Aim of the exercise: What is needed is the run of lines from the one with "the window ->" through the close of the data, set down exactly.

+++ Task input

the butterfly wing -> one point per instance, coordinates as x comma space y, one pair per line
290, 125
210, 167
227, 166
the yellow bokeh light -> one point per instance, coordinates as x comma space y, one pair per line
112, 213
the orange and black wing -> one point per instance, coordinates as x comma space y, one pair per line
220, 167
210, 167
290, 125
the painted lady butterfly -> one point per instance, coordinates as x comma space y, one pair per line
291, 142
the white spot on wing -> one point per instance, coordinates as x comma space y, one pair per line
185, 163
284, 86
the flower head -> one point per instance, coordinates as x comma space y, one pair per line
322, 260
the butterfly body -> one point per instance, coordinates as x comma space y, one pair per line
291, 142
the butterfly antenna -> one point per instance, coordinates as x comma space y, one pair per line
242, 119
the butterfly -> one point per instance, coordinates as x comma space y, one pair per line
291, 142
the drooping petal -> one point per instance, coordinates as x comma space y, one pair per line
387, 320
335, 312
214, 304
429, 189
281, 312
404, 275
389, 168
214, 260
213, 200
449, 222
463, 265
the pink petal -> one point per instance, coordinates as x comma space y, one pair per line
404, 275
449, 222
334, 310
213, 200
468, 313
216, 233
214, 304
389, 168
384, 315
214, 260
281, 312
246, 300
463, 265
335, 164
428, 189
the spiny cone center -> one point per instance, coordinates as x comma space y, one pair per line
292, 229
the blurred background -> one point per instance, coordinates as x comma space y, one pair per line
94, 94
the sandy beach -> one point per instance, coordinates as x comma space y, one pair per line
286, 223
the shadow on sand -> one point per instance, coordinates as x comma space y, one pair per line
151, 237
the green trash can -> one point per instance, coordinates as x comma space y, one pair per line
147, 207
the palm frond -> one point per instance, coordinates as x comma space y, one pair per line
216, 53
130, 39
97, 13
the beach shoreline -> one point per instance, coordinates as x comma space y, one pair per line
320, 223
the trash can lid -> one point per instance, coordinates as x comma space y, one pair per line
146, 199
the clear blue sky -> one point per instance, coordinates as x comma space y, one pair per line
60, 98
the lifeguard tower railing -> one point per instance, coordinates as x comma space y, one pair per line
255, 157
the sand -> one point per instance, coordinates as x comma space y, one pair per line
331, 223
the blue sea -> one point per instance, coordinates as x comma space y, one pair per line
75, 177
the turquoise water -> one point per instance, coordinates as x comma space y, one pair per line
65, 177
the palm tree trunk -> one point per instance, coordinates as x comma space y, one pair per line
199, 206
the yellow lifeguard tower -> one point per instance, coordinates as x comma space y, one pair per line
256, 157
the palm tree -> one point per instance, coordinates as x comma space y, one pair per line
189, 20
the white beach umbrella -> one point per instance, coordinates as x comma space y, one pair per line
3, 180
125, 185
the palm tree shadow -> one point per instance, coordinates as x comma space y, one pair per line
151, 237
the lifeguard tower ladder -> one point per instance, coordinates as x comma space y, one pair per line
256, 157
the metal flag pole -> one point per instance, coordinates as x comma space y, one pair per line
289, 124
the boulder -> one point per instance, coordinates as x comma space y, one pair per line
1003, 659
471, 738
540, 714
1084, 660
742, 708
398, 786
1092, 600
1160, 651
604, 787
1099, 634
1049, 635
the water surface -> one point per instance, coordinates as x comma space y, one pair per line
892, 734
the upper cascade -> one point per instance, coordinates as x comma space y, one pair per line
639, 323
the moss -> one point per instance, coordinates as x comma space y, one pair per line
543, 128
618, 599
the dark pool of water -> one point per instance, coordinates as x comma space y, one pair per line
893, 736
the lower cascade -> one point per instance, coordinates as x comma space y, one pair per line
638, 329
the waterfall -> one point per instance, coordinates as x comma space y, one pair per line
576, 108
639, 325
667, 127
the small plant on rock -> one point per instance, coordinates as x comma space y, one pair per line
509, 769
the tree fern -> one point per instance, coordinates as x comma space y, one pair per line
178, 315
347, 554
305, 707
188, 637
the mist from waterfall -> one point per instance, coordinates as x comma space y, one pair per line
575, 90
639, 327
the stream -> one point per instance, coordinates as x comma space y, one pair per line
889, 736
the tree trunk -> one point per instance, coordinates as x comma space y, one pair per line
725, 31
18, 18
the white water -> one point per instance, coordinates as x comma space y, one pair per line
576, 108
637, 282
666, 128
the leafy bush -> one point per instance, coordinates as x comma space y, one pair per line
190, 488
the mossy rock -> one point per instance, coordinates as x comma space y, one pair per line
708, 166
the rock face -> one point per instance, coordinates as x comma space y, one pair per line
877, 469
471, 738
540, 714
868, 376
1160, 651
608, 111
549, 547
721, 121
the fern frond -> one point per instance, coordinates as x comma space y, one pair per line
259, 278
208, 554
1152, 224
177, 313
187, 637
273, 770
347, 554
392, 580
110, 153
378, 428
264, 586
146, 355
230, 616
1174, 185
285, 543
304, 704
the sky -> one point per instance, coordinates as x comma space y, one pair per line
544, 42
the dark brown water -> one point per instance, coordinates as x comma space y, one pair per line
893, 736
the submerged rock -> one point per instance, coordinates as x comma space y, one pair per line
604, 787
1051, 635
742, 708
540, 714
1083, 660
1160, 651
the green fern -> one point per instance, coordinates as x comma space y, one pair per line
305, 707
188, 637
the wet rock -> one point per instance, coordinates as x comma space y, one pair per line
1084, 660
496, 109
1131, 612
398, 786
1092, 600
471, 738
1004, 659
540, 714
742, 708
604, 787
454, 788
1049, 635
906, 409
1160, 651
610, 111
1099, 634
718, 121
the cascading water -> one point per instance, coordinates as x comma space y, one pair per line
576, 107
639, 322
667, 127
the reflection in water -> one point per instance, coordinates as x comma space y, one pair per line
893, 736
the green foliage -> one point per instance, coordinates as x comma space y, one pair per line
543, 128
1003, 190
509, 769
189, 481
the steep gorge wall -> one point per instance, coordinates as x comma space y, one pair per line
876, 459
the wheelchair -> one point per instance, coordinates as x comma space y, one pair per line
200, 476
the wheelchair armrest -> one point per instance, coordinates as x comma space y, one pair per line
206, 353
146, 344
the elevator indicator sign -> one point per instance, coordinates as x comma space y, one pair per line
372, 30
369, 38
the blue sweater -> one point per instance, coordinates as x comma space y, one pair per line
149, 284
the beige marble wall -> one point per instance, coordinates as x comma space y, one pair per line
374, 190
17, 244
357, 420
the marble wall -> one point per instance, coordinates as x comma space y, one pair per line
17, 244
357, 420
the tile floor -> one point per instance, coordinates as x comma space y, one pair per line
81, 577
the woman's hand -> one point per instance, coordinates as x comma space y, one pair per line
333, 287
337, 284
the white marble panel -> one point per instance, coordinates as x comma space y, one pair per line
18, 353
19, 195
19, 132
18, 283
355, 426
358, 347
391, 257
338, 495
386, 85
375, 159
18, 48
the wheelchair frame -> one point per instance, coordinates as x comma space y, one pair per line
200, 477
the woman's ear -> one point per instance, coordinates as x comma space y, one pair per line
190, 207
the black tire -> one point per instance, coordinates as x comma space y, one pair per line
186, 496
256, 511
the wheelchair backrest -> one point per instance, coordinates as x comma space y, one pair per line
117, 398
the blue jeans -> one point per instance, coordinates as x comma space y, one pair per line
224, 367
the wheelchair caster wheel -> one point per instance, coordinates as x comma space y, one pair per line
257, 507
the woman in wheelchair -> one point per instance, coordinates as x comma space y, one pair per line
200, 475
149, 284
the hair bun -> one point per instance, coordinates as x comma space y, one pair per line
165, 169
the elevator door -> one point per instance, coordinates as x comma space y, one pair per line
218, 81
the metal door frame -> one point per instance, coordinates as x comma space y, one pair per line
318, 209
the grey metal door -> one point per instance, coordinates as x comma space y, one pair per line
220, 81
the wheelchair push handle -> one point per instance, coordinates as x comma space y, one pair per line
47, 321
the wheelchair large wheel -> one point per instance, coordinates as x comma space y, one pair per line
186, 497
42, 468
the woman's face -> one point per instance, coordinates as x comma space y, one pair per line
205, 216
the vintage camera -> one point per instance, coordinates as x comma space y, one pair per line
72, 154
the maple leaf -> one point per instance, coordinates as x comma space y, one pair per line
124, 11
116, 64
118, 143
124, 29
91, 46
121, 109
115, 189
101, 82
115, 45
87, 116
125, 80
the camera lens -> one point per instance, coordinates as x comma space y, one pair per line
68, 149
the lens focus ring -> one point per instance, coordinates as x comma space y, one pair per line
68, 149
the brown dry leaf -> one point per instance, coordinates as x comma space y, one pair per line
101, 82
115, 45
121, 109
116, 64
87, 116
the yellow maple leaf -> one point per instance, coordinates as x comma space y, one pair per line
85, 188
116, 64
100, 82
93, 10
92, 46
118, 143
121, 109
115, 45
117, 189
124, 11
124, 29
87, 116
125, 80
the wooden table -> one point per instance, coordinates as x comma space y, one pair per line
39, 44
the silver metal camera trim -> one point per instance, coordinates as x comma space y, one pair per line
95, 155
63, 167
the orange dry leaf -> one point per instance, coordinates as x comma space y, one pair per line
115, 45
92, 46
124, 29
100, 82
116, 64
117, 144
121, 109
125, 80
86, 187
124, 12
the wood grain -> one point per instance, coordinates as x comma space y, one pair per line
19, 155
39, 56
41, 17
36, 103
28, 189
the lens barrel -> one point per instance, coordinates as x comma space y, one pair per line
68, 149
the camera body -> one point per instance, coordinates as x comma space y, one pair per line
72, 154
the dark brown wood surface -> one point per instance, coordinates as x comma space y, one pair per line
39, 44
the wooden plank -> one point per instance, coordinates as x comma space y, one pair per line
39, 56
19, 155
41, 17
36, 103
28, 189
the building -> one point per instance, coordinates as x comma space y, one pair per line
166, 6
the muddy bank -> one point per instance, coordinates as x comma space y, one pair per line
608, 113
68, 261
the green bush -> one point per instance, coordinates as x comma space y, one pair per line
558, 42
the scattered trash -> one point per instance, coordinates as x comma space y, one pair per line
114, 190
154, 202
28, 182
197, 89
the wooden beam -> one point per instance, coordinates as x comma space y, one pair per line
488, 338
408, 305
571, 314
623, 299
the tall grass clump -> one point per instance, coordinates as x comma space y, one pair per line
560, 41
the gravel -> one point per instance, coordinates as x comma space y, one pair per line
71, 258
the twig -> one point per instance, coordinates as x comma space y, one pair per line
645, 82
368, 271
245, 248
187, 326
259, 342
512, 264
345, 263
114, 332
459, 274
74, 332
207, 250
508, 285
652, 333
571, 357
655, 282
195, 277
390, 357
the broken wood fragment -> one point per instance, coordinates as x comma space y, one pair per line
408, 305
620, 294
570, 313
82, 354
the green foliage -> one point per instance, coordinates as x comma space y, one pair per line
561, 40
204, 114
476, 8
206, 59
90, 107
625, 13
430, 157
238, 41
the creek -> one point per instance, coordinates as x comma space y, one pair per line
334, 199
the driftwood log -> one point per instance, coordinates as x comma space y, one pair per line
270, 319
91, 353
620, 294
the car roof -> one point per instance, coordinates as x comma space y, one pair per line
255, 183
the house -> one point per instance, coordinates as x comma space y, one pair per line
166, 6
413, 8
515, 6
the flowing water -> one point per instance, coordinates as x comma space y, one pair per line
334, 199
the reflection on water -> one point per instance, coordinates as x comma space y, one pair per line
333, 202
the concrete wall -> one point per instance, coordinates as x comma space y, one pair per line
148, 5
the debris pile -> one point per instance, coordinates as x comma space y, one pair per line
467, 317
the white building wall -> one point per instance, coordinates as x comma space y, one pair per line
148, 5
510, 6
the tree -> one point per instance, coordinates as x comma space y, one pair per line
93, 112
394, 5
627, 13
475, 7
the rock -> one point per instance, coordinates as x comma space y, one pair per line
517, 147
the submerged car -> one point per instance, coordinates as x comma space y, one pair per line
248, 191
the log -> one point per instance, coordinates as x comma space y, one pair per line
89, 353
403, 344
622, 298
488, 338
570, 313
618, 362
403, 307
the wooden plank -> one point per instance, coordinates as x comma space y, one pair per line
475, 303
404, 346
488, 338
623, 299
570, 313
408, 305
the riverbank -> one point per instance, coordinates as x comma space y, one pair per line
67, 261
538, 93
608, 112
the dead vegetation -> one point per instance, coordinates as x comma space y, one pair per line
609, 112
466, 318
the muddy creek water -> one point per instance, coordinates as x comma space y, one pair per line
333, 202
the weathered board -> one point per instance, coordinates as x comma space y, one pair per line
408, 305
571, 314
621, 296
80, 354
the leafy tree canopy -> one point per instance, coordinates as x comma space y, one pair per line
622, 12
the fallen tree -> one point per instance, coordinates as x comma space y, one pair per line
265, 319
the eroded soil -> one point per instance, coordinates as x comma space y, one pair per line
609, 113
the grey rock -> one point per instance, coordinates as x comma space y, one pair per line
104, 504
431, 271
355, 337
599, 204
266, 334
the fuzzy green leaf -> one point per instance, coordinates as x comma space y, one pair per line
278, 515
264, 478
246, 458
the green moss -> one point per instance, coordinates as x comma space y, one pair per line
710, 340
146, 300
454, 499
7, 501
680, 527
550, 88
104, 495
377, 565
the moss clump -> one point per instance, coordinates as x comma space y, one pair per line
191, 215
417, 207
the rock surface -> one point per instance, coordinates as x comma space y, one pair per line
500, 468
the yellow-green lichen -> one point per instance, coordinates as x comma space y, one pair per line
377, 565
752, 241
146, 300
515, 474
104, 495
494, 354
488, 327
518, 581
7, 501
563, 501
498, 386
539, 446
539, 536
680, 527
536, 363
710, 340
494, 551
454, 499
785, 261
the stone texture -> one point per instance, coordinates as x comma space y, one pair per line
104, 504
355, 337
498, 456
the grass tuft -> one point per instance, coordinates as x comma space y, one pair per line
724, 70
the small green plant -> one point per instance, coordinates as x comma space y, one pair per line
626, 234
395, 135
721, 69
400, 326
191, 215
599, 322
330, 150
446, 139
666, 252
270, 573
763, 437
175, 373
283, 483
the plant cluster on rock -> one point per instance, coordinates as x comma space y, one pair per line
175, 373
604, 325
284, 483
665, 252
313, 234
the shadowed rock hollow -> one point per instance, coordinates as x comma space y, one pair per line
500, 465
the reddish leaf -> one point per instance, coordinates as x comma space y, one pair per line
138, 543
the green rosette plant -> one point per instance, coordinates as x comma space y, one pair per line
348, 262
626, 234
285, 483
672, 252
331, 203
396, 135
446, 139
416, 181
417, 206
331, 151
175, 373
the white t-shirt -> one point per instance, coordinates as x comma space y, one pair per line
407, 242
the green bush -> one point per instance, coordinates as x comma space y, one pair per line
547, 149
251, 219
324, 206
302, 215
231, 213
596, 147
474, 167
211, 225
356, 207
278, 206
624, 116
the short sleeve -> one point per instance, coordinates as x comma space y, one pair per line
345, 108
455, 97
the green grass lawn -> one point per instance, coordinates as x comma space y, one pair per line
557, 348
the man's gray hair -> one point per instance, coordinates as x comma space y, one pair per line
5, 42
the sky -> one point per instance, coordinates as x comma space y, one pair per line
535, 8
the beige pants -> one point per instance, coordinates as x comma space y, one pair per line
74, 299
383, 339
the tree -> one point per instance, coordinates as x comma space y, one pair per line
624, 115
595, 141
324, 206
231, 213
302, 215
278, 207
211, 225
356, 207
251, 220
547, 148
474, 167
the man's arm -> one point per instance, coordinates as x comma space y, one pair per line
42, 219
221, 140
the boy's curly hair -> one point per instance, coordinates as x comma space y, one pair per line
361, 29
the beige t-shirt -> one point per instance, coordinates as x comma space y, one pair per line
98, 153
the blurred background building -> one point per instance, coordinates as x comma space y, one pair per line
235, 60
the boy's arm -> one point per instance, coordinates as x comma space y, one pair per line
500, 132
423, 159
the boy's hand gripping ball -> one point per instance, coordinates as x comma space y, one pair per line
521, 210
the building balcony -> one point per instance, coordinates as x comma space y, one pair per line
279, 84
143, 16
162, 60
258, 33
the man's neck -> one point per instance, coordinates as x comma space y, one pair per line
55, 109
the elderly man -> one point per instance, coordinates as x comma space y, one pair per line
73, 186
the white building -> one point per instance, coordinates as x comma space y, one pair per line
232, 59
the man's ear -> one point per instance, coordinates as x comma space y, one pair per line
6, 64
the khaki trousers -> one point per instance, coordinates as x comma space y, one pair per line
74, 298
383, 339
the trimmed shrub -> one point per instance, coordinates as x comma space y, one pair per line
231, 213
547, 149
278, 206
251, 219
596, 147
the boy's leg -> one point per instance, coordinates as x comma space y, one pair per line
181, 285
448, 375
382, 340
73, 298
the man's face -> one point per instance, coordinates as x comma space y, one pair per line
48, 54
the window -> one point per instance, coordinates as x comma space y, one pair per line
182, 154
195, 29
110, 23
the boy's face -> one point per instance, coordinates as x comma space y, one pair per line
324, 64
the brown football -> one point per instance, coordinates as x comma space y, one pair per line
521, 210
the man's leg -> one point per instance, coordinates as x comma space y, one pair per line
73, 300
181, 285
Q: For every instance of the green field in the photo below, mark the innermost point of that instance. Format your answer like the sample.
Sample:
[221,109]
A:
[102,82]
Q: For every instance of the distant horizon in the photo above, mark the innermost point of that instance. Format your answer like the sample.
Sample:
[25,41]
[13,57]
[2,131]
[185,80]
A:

++++++

Full response:
the window -> one point per instance, coordinates as x comma space y, one pair per line
182, 154
195, 29
110, 23
the boy's face -> one point per instance, coordinates as x comma space y, one pair per line
324, 64
the brown football -> one point per instance, coordinates as x comma space y, one pair per line
521, 210
the man's leg -> one point per instance, coordinates as x comma space y, one pair per line
73, 300
181, 285
Q: For every instance of the green field in the photo below, mark the innermost point of that instance. Format your answer like the sample.
Sample:
[221,109]
A:
[102,82]
Q: For every instance of the distant horizon in the photo above, mark the innermost point of that instance. Format your answer like the sample.
Sample:
[25,41]
[13,57]
[2,131]
[185,80]
A:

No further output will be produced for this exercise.